Data extracted from a collection:
****
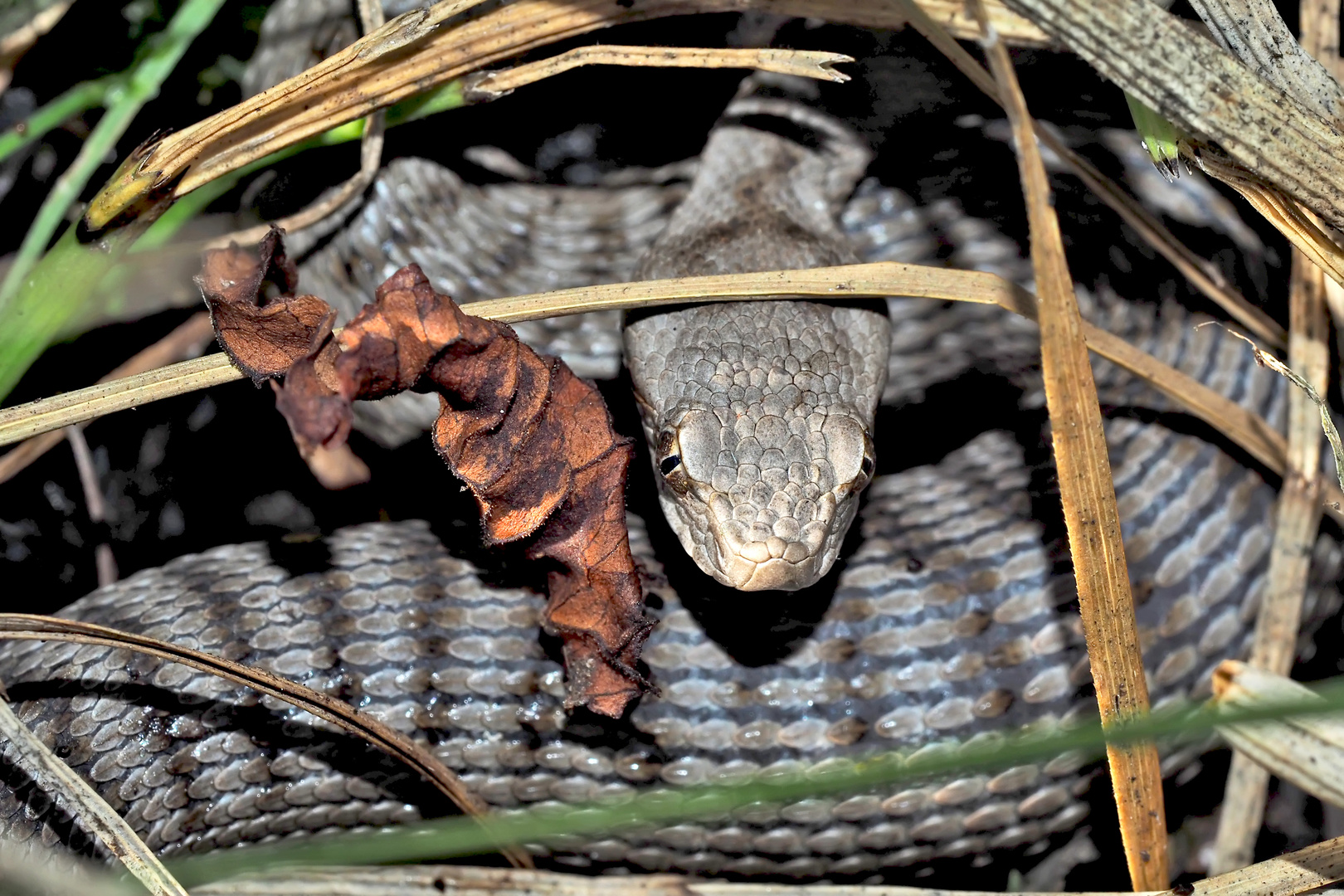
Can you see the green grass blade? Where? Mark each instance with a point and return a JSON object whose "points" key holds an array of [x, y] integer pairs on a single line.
{"points": [[1160, 137], [80, 99], [455, 837]]}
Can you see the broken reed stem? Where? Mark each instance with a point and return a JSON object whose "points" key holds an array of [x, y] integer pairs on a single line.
{"points": [[1298, 514], [788, 62], [1289, 874], [878, 280], [1088, 494], [187, 338], [56, 779], [1199, 271], [23, 626]]}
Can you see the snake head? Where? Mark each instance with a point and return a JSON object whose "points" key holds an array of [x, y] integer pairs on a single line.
{"points": [[758, 418], [762, 501]]}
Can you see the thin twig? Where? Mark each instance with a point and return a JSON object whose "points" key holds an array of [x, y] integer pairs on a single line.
{"points": [[1088, 494], [104, 559], [56, 779], [1203, 275], [35, 627], [1298, 520], [1327, 422]]}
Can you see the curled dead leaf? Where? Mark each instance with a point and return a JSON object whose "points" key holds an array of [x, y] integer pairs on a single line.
{"points": [[262, 338], [531, 441]]}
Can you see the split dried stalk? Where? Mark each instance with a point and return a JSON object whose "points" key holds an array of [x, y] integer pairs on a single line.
{"points": [[1287, 214], [1205, 91], [187, 338], [56, 779], [1298, 514], [1202, 273], [1254, 32], [23, 626], [370, 160], [1088, 494]]}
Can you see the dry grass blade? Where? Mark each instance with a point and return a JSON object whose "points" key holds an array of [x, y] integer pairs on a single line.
{"points": [[1088, 494], [1287, 214], [1298, 514], [492, 85], [409, 56], [56, 779], [23, 626], [370, 160], [187, 338], [1199, 271], [1308, 751], [1205, 90], [49, 414], [877, 280], [1289, 874]]}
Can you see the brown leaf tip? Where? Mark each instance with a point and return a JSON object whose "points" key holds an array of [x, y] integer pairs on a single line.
{"points": [[262, 336]]}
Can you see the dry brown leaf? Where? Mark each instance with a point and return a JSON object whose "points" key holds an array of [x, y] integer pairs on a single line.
{"points": [[531, 441], [292, 325]]}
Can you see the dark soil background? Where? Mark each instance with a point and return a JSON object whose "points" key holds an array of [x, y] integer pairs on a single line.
{"points": [[199, 470]]}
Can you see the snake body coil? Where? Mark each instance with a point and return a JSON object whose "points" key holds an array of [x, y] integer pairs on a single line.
{"points": [[951, 620]]}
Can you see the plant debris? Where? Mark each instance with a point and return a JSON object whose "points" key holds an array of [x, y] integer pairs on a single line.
{"points": [[530, 440], [262, 338]]}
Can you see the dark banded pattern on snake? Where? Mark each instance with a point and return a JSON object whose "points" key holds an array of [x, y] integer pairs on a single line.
{"points": [[949, 621], [947, 624]]}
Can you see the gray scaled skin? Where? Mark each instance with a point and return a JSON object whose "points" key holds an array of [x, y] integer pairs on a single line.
{"points": [[760, 414]]}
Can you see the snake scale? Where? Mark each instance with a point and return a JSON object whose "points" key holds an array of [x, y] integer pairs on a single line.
{"points": [[951, 620]]}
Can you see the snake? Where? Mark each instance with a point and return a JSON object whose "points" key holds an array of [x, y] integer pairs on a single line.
{"points": [[945, 617]]}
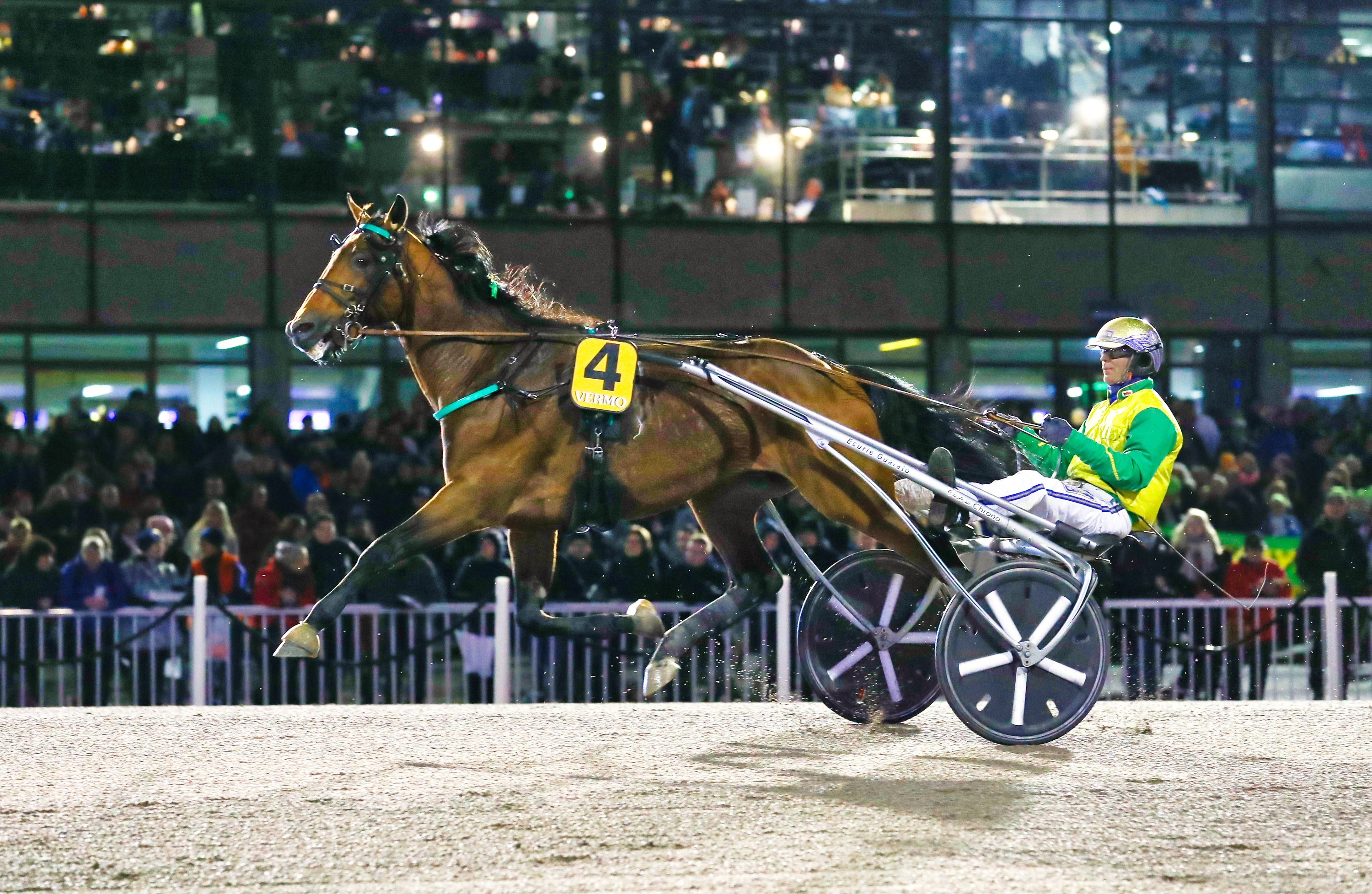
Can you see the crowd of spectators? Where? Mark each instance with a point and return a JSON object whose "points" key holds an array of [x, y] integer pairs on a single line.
{"points": [[1283, 477], [120, 512]]}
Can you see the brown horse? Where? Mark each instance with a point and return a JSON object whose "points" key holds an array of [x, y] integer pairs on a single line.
{"points": [[512, 460]]}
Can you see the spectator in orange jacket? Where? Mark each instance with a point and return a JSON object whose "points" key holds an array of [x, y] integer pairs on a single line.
{"points": [[228, 578], [1253, 576]]}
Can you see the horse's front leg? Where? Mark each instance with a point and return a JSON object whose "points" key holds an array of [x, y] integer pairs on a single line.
{"points": [[449, 514]]}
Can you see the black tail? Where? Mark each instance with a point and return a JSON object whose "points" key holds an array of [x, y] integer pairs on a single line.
{"points": [[917, 427]]}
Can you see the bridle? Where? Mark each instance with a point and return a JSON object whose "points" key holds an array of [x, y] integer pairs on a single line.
{"points": [[386, 250]]}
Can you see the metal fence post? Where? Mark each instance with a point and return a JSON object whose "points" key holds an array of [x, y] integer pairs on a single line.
{"points": [[1333, 634], [784, 641], [198, 661], [501, 674]]}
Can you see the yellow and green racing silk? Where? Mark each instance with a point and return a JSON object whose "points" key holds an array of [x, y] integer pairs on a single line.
{"points": [[1127, 446]]}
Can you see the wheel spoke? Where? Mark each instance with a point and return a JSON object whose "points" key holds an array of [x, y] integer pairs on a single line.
{"points": [[1060, 669], [924, 605], [841, 609], [892, 683], [1049, 620], [1008, 623], [1017, 712], [977, 665], [892, 594], [854, 657]]}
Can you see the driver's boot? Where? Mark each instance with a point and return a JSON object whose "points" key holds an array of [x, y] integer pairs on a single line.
{"points": [[942, 513]]}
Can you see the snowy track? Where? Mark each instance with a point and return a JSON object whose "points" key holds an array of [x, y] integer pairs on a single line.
{"points": [[1142, 797]]}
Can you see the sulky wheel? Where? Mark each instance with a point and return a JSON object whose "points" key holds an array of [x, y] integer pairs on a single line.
{"points": [[983, 679], [888, 672]]}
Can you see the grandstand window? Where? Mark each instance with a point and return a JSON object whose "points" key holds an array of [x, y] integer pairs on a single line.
{"points": [[1184, 124], [1323, 120], [1331, 352], [1001, 352], [1331, 386], [83, 348], [332, 391], [1031, 138], [214, 391], [227, 348]]}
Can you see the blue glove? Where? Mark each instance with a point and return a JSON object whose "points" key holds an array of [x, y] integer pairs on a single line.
{"points": [[1056, 431]]}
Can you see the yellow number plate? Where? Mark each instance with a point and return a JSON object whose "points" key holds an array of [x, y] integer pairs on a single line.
{"points": [[604, 375]]}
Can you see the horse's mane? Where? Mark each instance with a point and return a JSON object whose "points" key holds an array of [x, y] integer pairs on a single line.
{"points": [[459, 247]]}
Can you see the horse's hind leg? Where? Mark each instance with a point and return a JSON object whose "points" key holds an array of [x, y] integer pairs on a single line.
{"points": [[534, 553], [728, 514]]}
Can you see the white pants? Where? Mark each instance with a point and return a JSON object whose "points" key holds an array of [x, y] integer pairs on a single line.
{"points": [[1084, 506]]}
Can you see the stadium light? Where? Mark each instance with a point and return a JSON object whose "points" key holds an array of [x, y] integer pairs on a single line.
{"points": [[900, 346]]}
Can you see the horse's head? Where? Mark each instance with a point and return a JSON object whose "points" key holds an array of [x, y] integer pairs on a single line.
{"points": [[364, 284]]}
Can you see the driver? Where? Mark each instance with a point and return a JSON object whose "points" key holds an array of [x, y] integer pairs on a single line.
{"points": [[1109, 477]]}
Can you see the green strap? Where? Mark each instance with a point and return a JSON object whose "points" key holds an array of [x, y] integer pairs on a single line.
{"points": [[461, 402]]}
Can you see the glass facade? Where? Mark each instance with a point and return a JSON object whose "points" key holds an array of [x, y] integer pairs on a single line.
{"points": [[54, 372], [997, 112]]}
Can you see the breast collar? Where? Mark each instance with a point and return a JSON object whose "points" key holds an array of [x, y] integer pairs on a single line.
{"points": [[387, 253]]}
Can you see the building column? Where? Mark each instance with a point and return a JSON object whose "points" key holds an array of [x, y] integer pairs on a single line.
{"points": [[1274, 371], [271, 371]]}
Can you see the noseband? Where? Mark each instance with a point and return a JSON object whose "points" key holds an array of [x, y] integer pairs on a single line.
{"points": [[356, 305]]}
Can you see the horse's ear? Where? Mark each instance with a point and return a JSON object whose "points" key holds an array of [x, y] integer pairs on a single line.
{"points": [[359, 212], [398, 214]]}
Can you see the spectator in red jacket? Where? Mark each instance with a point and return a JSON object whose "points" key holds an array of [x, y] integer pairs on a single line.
{"points": [[287, 580], [1252, 578]]}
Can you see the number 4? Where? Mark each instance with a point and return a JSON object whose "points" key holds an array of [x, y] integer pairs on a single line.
{"points": [[607, 361]]}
****
Description of the task:
Return exactly the lines from the one containing "Can you see the stadium" through the last line of the records above, both included, and nothing else.

Solution to this exercise:
Can you see the stadium light? Where? Mark each instance with a point and return a JSON object whose "points" key holds an array of [x, y] integer pairs on a single line.
{"points": [[900, 346]]}
Can you see the horse's head? Where? Mark each instance with a point and return a JSON object whose "points" key holds an array of [x, y] integer pairs on a single line.
{"points": [[364, 284]]}
Can you see the driver? Where? Mark each instance with a point and return a JSON object whose "points" key holds an array of [x, y] integer pairs on a single line.
{"points": [[1109, 477]]}
Can you see the green strap? Where? Mark each instance with a point and return a JSON object whose "points" key holds an array of [x, y] integer pairs on a single line.
{"points": [[461, 402]]}
Can you see the glass facade? Where? Mark each instance with a point and return a JSON object whose "points" key holds an array of [x, y] integer pairs on a single line.
{"points": [[54, 372], [997, 112]]}
Can you see the breast collar? Where? Mark each instance with a point and return a JSON object whose "points" key holds an array of [x, y] integer pairs on a single line.
{"points": [[387, 253]]}
Can you see the building column? Where? Mark each instance with a point and return a JSON object whose "points" key holds an array of [x, y] integer pairs on a single line.
{"points": [[1274, 371], [271, 371]]}
Can you see the noseband? Where? Mark each instance with a point and return a JSON object whose "points" key holds an array of [x, y] integer pairs on a single line.
{"points": [[356, 305]]}
Can you see the horse's ear? Where? Mark each instance with a point and return a JSON object whose "points" key holds an array of [x, y] integer pairs on a single line.
{"points": [[359, 212], [398, 214]]}
Can you see the spectator in red jacket? Where? Mark each instance with a point and return a JSON object whose "points" key holds an array of [x, y] integer pairs on a single line.
{"points": [[287, 580], [1252, 578]]}
Can you see the number 4? Where? Mark each instance with a point and return a JSON object whose "points" key holds an array of [x, y] integer pairs on a single line.
{"points": [[607, 361]]}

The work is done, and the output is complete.